╭─ RECORD EXCERPTS
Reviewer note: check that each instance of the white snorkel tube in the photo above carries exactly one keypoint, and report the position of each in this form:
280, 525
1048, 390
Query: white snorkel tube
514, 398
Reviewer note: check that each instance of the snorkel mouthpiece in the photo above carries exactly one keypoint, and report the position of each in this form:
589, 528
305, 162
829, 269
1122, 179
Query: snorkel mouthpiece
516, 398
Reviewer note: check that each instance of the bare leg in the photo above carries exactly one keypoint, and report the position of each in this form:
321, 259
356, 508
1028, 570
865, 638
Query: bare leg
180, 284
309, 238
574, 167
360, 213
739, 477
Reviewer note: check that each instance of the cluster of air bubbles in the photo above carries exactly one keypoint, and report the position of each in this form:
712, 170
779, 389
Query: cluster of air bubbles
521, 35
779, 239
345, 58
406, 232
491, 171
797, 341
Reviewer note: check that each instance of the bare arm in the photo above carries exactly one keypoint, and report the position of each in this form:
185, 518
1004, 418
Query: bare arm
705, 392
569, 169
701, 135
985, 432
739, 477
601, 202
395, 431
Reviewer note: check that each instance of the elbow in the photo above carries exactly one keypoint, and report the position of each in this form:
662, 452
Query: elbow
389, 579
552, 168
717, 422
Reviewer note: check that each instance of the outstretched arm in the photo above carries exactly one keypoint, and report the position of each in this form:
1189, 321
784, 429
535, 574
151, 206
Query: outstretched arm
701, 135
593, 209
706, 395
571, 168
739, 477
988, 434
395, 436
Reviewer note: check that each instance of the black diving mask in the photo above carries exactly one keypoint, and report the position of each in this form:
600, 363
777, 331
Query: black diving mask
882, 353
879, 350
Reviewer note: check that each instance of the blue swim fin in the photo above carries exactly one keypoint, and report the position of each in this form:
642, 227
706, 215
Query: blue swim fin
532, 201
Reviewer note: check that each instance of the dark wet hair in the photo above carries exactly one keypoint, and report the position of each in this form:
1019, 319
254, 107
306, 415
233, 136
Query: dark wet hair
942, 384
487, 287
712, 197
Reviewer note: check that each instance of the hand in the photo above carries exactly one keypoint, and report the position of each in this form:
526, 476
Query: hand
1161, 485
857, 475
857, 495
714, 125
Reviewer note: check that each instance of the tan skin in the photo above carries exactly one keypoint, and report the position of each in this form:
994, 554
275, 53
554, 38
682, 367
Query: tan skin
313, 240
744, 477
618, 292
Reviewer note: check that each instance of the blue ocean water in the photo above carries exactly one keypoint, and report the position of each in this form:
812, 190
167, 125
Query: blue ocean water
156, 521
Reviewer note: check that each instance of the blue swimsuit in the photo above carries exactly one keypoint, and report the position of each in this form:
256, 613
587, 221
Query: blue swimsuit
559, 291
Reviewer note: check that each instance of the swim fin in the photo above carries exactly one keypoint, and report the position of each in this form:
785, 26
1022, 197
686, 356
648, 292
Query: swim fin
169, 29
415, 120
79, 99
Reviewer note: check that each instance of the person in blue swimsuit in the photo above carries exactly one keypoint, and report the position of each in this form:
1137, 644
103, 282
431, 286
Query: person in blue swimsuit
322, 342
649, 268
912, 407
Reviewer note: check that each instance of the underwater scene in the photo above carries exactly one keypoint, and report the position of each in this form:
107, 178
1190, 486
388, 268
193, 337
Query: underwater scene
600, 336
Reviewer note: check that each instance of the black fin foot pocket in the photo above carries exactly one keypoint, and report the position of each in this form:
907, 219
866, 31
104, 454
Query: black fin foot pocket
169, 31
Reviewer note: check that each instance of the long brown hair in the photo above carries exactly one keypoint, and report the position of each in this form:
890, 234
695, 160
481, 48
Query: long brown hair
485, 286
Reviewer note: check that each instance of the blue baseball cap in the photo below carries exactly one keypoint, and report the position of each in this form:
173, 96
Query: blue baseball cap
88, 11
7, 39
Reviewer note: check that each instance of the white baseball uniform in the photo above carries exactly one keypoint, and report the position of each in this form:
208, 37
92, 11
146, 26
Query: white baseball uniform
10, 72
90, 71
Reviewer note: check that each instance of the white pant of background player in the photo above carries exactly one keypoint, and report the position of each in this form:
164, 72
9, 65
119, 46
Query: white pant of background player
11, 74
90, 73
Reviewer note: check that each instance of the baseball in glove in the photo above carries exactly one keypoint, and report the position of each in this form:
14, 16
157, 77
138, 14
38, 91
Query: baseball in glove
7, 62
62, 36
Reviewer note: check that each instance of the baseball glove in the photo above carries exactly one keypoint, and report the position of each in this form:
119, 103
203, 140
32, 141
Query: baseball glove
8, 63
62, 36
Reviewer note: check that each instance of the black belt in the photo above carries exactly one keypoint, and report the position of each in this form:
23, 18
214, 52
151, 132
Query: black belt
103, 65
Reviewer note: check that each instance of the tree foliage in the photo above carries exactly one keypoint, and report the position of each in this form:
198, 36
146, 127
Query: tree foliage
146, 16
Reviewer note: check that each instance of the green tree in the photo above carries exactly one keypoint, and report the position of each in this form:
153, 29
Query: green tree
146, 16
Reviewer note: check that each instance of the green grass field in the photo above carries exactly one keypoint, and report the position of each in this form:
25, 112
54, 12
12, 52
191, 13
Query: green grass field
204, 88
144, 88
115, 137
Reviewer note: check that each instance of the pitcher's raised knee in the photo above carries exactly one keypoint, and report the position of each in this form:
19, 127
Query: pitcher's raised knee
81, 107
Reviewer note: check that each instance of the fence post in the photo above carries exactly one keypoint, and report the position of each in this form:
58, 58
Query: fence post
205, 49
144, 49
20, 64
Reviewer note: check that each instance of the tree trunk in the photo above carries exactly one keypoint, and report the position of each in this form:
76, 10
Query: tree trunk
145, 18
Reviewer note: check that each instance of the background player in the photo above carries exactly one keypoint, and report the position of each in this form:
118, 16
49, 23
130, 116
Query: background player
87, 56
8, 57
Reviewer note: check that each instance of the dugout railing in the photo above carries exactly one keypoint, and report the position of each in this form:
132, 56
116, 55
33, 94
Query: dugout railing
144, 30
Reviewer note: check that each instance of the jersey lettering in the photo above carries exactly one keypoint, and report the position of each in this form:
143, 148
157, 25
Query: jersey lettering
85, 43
╰─
*WORK ITEM*:
Without omitting anything, reproduce the whole of the data.

*FINISHED EXERCISE*:
Reviewer note: check that each instance of the white snorkel tube in the photo above carries exactly one keypoint, and report the position of each in this form:
280, 525
1048, 390
Query: white snorkel tube
514, 398
Reviewer note: check that each instance of the snorkel mouthpiece in the photo above carries exactly one keypoint, and report the position of each in this form:
589, 528
305, 162
829, 269
1122, 179
Query: snorkel mouthpiece
516, 398
Reviewer note: check that each instance of the bare leg in the photo above carries exactly one keypoint, and report the position of each in this form:
321, 259
356, 508
1028, 570
865, 638
Query: bare leg
180, 284
309, 238
574, 167
360, 213
739, 477
Reviewer note: check that each instance of the cluster of air bubbles in the photo above carries exactly one keypoint, and report the position of each in this form:
712, 170
779, 389
Query: cluster of air bubbles
521, 35
779, 239
345, 58
406, 232
491, 171
797, 341
Reviewer note: check that each instance of the bare arm in the photo above carries exactly one keypoint, and report the position of each in this form:
185, 518
1004, 418
Query: bare arm
705, 392
569, 169
701, 135
985, 432
739, 477
601, 202
395, 431
Reviewer note: check that each instance of the elbow in the photo above carries exactly one keypoint, and report the position of each in this form:
662, 452
Query: elbow
389, 579
552, 168
717, 422
Reviewer note: check that each instance of the outstretched arm in the photo above carries exactly one keypoint, and report the position of each in this form:
1189, 321
784, 429
535, 574
151, 206
Query: outstretched arm
701, 135
593, 209
706, 395
571, 168
739, 477
988, 434
395, 436
Reviewer note: check that each instance of the black diving mask in the photo above carries exactly one keypoint, and report the position of each in this form:
600, 363
777, 331
Query: black diving mask
882, 353
879, 350
Reviewer note: check that each instance of the blue swim fin in the photo above carries exactly one keypoint, and report the position of each in this form:
642, 227
706, 215
Query: blue swim fin
532, 201
Reviewer note: check that each instance of the dark wet hair in the photo above carries exactly one keypoint, and report the position of each in this form:
1019, 319
254, 107
306, 415
233, 136
Query: dark wet hair
942, 384
487, 287
712, 197
Reviewer note: check that each instance of the hand in the photo above carries exactly one keypoint, and report the position of each in this form:
526, 476
Query: hand
1161, 485
857, 475
857, 495
714, 125
Reviewer note: check that each instance of the tan skin in the photo above carries exactly one keypoint, and report the position of each in this form:
994, 554
275, 53
554, 38
682, 367
Query: tan skin
313, 240
744, 477
618, 292
Reviewer note: check that each instance of the blue ocean water in the photo above carries exactly one keypoint, and report the position of each in this form:
812, 190
167, 125
Query: blue ocean water
156, 521
Reviewer note: check that each instance of the blue swimsuit in the photo above carries exactly one keypoint, and report the position of each in this form:
256, 613
587, 221
Query: blue swimsuit
559, 291
Reviewer note: check that each instance of the swim fin in the photo above carries exactly one keypoint, and report the position of each in this form:
785, 26
1022, 197
686, 356
648, 292
Query: swim fin
169, 29
415, 120
79, 99
Reviewer note: check that each instance of the person in blue swimsuit in the photo above carries exactly one keypoint, and report the position of each in this form:
1137, 644
103, 282
431, 286
Query: person in blue swimsuit
322, 342
649, 268
912, 407
Reviewer note: check that each instance of the underwater scene in the photo above carries exactly one keypoint, and report the position of each in this form:
107, 178
1190, 486
388, 268
193, 337
Query: underwater scene
600, 336
Reviewer note: check that each instance of the black fin foot pocket in the photo above carries exactly one keypoint, and report the position of each in this form:
907, 219
866, 31
104, 454
Query: black fin foot pocket
169, 31
Reviewer note: check that each instance of the long brown hair in the photo above carries exactly one keypoint, and report the position of each in this form:
890, 234
695, 160
481, 48
Query: long brown hair
485, 286
Reviewer note: check that each instance of the blue baseball cap in the photo below carries exactly one keypoint, and report the position of each in this form:
173, 96
Query: blue baseball cap
88, 11
7, 39
Reviewer note: check that each instance of the white baseball uniform in the photo above carries exactly one keypoint, and report the position of each in this form:
208, 37
92, 11
146, 26
Query: white baseball uniform
10, 72
90, 71
Reviewer note: check that each instance of the white pant of background player in the photo above carries exactly one keypoint, and report the position of each in this form:
164, 72
9, 65
119, 46
Query: white pant of background player
11, 74
90, 73
Reviewer note: check that each instance of the baseball in glove in the photo above carries exactly one keypoint, and report the position of each in this form:
14, 16
157, 77
138, 14
38, 91
Query: baseball in glove
7, 62
62, 36
Reviewer note: check that each instance of the baseball glove in the photo above carries exactly one keypoint, and report the position of each in this form:
119, 103
203, 140
32, 141
Query: baseball glove
8, 63
62, 36
Reviewer note: check that each instance of the black belt in the photo above carries exactly one keypoint, and report the position of each in this form:
23, 18
214, 52
151, 132
Query: black belt
103, 65
Reviewer note: check that each instance of the tree foliage in the photo above carries exactly one keypoint, and report the position of each in this form:
198, 36
146, 127
Query: tree foliage
146, 16
Reviewer note: check that each instance of the green tree in the photo above carries exactly one keypoint, and report the position of each in this form:
153, 29
Query: green tree
146, 16
Reviewer note: check that each instance of the green grass field in the photo above carries exactly one keypoint, and report the position of each in this form:
25, 112
54, 12
12, 52
191, 13
Query: green grass field
204, 88
144, 88
115, 137
Reviewer note: check that each instance of the pitcher's raised knee in the photo above carries exactly one keypoint, and report the position of each in this form:
19, 127
Query: pitcher's raised knee
81, 107
Reviewer note: check that each instance of the fence post in the photo above carries exactly one keypoint, and report the position of each in this form:
58, 58
Query: fence post
205, 49
144, 49
20, 64
Reviewer note: check that each instance of the tree trunk in the photo above carries exactly one keypoint, and report the position of each in this form:
76, 10
Query: tree trunk
145, 18
Reviewer note: check that each instance of the background player in the photo above carries exactly one keypoint, and report the position of each in this form:
118, 16
49, 23
130, 116
Query: background player
87, 56
8, 57
Reviewer note: check that each instance of the dugout railing in the photo above carries exactly one keypoint, and report the position of each in this form:
132, 56
116, 55
33, 94
Query: dugout railing
144, 30
Reviewer note: check that each instance of the jersey lettering in the photo above carries exactly one keypoint, and report the position of each in this form:
143, 148
157, 25
Query: jersey lettering
85, 43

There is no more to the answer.